Identify each line in the records below that contains the string "ground" and copy it out in full. Treat uppercase and lowercase letters as different.
::::::
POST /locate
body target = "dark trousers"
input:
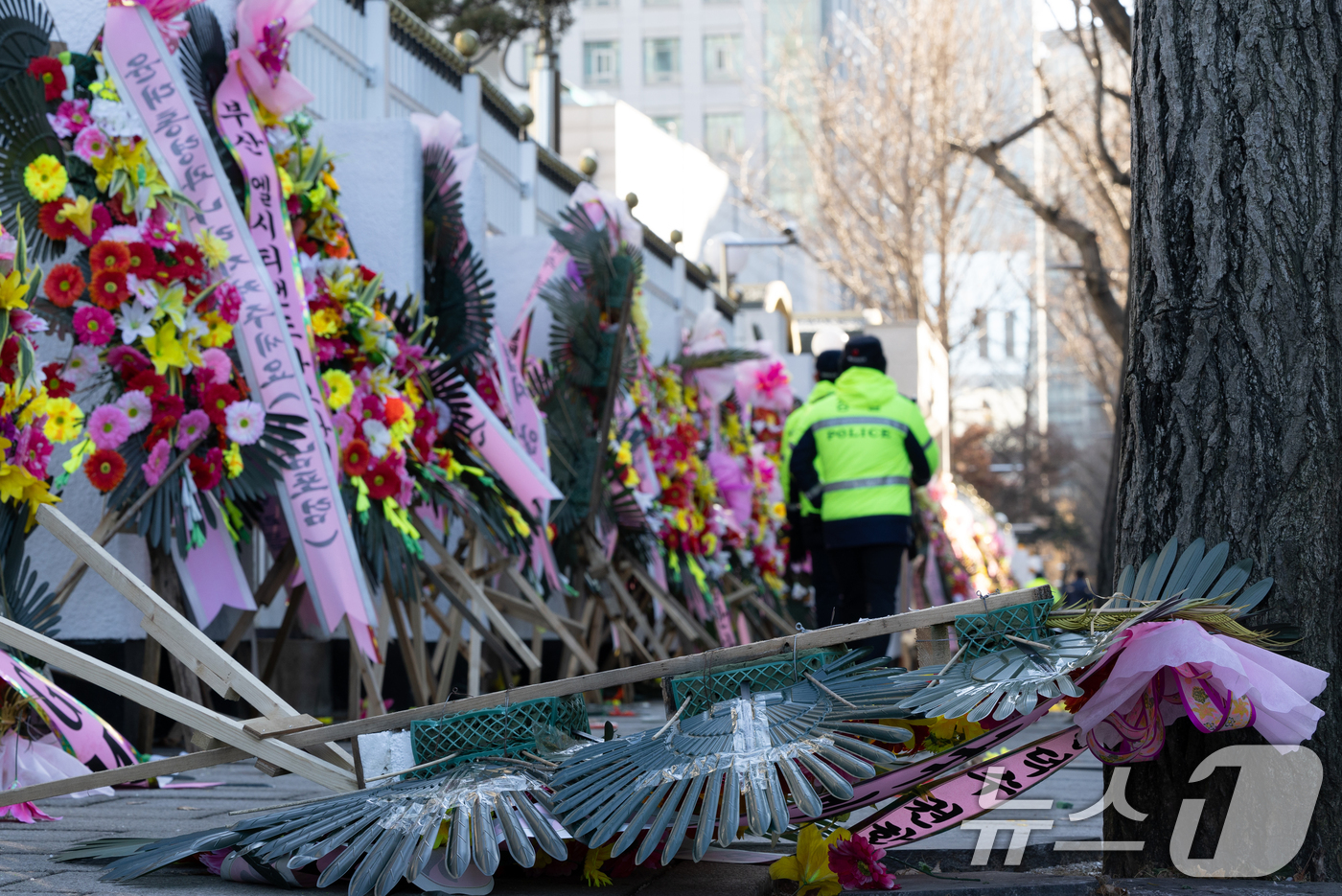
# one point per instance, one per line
(868, 577)
(828, 594)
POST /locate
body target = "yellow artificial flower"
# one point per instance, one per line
(80, 215)
(46, 178)
(326, 322)
(64, 420)
(811, 865)
(220, 332)
(592, 876)
(12, 291)
(234, 460)
(286, 183)
(214, 248)
(339, 388)
(165, 349)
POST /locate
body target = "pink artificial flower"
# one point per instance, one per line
(33, 449)
(91, 144)
(138, 409)
(109, 426)
(245, 422)
(192, 426)
(94, 326)
(215, 366)
(157, 463)
(859, 866)
(71, 117)
(264, 33)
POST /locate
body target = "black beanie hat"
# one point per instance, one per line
(865, 352)
(827, 365)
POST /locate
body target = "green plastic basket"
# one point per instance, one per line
(983, 632)
(762, 677)
(498, 731)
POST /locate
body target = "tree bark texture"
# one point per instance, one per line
(1234, 381)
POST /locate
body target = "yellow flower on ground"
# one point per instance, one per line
(80, 215)
(214, 248)
(234, 460)
(12, 291)
(811, 865)
(46, 178)
(592, 876)
(339, 388)
(64, 420)
(326, 322)
(165, 349)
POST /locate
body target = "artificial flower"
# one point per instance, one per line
(83, 364)
(811, 865)
(63, 420)
(137, 408)
(339, 388)
(49, 73)
(46, 178)
(104, 469)
(70, 118)
(859, 866)
(91, 145)
(109, 257)
(356, 457)
(382, 482)
(207, 471)
(157, 463)
(244, 422)
(217, 402)
(93, 326)
(64, 285)
(192, 426)
(109, 288)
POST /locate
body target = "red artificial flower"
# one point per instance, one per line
(356, 457)
(170, 408)
(859, 866)
(109, 290)
(382, 480)
(104, 470)
(57, 388)
(58, 231)
(207, 471)
(141, 261)
(47, 70)
(64, 285)
(109, 257)
(190, 262)
(217, 402)
(150, 384)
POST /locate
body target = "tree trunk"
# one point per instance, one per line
(1234, 381)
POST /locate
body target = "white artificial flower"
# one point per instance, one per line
(379, 438)
(136, 322)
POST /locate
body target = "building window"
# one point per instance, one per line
(670, 124)
(724, 136)
(722, 57)
(601, 63)
(661, 60)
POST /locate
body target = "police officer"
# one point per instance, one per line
(807, 523)
(872, 447)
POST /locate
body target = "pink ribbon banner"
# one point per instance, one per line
(136, 56)
(81, 730)
(973, 792)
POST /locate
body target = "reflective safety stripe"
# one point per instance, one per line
(849, 422)
(871, 482)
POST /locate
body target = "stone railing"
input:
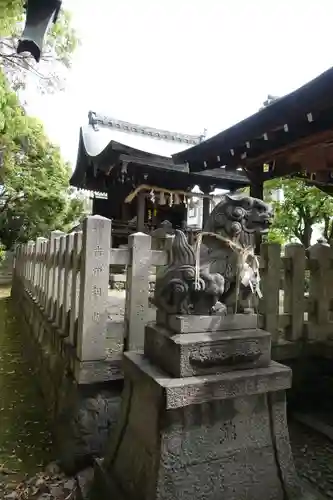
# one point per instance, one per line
(6, 269)
(77, 331)
(297, 304)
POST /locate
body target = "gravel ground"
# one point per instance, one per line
(25, 440)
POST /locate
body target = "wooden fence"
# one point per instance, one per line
(67, 276)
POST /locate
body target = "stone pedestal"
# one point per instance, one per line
(203, 417)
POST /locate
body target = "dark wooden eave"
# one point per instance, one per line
(278, 135)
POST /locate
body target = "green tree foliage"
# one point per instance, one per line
(59, 46)
(302, 207)
(34, 193)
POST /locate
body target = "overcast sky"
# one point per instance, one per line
(185, 65)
::::::
_Reply to the exercise_
body target = "yellow flower on ground"
body target = "gravel ground"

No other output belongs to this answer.